* EXTRACTED ENTRIES
------------------------------------------------

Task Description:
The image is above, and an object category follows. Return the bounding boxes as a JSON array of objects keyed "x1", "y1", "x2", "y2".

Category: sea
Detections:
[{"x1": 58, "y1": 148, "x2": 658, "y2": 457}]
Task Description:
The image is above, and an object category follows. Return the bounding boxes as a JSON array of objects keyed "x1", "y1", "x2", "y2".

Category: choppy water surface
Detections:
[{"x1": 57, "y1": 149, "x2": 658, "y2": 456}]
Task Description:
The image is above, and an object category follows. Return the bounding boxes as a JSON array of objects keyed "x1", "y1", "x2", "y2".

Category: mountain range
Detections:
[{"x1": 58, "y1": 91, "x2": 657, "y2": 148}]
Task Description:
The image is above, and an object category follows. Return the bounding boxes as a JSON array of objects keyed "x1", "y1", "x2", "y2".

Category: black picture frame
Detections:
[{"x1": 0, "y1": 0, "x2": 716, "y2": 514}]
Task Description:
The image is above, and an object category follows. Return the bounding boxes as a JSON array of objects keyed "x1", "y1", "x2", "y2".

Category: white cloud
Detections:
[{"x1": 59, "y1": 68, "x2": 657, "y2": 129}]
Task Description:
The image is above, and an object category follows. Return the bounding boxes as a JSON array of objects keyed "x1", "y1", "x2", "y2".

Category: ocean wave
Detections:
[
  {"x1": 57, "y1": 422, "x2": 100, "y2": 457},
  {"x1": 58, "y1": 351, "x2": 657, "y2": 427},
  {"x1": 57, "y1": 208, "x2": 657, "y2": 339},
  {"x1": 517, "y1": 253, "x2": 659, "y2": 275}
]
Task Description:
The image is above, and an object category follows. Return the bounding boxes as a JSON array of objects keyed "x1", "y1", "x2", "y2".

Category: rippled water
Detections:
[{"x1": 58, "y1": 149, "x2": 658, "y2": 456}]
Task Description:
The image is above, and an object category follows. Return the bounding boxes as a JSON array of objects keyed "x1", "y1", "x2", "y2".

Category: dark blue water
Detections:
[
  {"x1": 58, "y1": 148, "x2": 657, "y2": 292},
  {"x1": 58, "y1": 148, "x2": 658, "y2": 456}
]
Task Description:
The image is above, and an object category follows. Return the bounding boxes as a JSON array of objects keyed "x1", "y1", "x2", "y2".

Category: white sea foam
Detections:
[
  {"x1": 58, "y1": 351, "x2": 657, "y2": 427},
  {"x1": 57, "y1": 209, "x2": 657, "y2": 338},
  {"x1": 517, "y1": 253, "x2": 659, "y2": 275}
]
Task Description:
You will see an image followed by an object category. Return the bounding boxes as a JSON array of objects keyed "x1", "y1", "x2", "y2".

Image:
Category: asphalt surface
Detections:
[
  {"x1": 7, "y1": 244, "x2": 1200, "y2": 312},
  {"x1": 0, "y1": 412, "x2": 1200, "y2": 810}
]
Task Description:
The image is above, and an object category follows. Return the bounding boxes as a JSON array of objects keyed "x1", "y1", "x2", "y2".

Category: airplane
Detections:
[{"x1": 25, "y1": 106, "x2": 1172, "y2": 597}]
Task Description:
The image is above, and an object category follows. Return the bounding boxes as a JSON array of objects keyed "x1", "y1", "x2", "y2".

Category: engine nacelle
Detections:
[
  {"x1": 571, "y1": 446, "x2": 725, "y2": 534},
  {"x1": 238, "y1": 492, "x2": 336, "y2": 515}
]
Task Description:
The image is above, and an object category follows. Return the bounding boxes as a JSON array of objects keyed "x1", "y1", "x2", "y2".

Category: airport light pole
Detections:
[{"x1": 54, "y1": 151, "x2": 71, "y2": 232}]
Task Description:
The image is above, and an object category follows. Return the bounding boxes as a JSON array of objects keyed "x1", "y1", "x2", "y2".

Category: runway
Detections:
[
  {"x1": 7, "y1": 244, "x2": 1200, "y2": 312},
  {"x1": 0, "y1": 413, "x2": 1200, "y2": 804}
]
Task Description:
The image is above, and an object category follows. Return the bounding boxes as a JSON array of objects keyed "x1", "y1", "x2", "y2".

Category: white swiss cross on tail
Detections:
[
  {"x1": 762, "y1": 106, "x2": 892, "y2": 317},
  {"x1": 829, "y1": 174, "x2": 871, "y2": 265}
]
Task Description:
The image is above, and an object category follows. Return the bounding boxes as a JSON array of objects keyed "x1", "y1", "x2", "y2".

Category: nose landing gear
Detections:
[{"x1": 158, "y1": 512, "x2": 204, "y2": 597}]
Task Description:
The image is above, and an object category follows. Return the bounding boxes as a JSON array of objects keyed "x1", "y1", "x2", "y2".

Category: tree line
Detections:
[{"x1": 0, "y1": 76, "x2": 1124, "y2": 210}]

------------------------------------------------

* GOAL OF THE EXERCISE
State how many lines of the listing above contain the word "white". Give only the number.

* OUTPUT FOR THIS EXERCISE
3